**Supplied information**.
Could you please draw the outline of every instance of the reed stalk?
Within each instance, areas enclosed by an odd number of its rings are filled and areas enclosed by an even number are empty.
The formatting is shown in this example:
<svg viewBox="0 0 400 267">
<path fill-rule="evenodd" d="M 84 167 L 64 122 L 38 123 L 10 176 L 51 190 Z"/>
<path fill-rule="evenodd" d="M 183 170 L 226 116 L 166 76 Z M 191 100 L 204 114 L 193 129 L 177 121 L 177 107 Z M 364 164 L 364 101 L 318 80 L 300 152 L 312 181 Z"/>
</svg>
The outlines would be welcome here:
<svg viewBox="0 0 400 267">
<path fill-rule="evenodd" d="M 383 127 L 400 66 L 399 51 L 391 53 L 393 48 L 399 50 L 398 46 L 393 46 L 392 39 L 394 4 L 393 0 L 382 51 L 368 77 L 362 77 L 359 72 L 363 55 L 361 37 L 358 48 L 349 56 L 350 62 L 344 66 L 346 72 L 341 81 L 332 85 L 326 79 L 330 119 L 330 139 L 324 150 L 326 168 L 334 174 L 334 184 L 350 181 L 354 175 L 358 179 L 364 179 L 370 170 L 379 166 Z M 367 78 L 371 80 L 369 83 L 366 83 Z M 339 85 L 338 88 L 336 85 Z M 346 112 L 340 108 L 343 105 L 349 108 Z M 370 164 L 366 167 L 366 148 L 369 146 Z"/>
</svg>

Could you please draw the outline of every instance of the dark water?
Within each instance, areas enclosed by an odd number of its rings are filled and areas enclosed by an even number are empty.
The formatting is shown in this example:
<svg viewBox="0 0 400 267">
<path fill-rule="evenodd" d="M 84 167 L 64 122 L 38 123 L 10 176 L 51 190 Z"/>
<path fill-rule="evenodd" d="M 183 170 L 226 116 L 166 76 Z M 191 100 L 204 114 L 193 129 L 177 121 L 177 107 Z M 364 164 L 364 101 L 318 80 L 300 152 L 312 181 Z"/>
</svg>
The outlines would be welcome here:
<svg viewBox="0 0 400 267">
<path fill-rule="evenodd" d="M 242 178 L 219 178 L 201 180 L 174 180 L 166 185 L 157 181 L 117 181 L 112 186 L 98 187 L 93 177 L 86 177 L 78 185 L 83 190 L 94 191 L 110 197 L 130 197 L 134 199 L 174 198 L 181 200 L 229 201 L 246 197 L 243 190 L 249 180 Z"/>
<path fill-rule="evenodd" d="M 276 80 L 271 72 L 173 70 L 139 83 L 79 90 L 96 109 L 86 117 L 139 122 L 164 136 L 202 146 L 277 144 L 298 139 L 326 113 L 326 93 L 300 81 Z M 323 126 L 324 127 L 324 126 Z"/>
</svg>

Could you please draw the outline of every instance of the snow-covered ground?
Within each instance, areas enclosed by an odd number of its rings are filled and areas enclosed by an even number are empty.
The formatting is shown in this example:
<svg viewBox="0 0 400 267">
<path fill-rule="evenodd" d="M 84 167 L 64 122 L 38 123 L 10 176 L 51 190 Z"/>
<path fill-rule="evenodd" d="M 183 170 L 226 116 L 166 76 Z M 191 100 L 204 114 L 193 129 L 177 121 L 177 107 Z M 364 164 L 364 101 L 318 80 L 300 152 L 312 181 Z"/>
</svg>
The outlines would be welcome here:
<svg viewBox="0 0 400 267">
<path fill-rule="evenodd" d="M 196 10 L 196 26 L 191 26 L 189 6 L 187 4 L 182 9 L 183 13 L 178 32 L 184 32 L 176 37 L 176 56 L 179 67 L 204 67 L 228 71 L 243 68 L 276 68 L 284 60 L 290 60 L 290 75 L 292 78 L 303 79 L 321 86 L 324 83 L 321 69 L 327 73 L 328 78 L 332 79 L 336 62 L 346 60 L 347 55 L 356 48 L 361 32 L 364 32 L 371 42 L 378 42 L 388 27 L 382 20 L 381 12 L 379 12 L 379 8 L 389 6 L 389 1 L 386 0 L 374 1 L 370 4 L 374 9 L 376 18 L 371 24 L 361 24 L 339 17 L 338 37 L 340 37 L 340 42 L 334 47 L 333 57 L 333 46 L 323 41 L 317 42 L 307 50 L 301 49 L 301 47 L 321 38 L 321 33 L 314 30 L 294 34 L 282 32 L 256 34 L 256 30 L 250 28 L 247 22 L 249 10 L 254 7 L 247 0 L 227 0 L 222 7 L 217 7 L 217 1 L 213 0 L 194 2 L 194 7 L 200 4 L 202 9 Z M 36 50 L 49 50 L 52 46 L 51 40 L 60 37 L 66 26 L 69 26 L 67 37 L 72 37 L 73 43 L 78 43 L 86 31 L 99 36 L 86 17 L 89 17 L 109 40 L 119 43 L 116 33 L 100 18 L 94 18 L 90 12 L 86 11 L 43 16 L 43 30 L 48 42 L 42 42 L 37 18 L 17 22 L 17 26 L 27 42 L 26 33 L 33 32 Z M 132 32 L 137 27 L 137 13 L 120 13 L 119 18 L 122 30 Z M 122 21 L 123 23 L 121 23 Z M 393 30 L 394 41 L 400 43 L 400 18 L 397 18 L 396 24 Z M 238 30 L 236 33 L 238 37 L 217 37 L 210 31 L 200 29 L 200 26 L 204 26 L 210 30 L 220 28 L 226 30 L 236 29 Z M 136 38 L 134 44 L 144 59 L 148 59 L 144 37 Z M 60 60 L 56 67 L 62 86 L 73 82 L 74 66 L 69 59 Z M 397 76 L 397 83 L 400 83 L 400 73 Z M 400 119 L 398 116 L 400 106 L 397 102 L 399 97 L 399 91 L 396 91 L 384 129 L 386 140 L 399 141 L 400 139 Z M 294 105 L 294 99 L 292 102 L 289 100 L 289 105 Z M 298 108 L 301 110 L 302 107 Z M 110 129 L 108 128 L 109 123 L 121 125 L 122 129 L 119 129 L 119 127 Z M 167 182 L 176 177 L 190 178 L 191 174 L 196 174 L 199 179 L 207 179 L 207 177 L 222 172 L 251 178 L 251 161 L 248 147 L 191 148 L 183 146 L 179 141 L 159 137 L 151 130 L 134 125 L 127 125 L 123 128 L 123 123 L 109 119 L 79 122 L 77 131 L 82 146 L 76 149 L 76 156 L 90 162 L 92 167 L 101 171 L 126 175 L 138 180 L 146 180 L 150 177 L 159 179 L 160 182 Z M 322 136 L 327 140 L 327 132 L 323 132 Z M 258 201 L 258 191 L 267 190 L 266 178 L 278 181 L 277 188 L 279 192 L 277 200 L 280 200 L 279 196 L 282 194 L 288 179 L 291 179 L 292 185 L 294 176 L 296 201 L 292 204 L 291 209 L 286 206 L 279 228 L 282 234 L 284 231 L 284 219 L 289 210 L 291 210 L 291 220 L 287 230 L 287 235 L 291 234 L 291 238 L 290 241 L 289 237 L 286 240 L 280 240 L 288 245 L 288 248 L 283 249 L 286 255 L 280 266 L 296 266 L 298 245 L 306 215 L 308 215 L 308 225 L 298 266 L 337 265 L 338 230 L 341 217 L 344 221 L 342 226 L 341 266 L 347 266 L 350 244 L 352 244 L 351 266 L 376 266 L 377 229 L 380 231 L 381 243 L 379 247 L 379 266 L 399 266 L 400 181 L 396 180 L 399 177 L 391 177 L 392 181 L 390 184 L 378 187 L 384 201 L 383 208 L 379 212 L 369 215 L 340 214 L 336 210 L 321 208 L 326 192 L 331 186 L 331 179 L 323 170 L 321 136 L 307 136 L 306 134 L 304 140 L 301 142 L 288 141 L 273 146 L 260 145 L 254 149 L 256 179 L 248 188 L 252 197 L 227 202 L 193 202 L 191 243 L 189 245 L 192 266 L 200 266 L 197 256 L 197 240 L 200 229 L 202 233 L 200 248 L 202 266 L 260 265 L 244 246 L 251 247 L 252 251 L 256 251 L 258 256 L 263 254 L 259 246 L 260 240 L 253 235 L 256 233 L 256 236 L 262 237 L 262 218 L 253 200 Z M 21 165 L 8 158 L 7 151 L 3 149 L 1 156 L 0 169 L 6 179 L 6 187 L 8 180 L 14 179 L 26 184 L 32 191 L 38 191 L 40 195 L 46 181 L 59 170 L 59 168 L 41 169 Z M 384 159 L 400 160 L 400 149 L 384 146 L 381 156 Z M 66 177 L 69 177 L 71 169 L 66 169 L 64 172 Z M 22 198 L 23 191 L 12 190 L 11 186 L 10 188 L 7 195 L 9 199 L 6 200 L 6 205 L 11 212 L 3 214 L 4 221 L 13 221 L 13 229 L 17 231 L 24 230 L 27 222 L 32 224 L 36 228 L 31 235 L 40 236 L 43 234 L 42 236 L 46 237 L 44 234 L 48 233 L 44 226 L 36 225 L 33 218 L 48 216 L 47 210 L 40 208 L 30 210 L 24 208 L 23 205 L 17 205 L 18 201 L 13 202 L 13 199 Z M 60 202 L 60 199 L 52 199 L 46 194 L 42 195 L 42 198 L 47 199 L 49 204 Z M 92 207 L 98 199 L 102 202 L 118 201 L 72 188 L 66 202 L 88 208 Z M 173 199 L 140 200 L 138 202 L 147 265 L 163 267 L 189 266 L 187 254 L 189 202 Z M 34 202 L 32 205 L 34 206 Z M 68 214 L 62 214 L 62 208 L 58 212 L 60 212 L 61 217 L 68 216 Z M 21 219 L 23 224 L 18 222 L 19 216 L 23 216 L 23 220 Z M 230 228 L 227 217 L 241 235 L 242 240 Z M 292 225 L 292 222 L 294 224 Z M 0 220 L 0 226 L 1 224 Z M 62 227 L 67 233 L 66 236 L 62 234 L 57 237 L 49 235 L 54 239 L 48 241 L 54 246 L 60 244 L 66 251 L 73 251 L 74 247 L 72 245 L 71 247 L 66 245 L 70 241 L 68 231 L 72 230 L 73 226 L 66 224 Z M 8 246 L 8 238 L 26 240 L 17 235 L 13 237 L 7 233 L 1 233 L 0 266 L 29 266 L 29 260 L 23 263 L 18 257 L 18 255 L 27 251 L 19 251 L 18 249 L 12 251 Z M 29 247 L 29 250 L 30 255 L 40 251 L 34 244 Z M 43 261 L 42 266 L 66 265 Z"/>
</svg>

**Goal**. List each line of the entries above that contains the string "every". Copy the lines without changes.

**Correct response**.
Could you please draw the outline of every instance of the reed stalk?
Could you please draw the outline of every instance of the dark water?
Could you please draw the outline of every instance of the snow-covered ground?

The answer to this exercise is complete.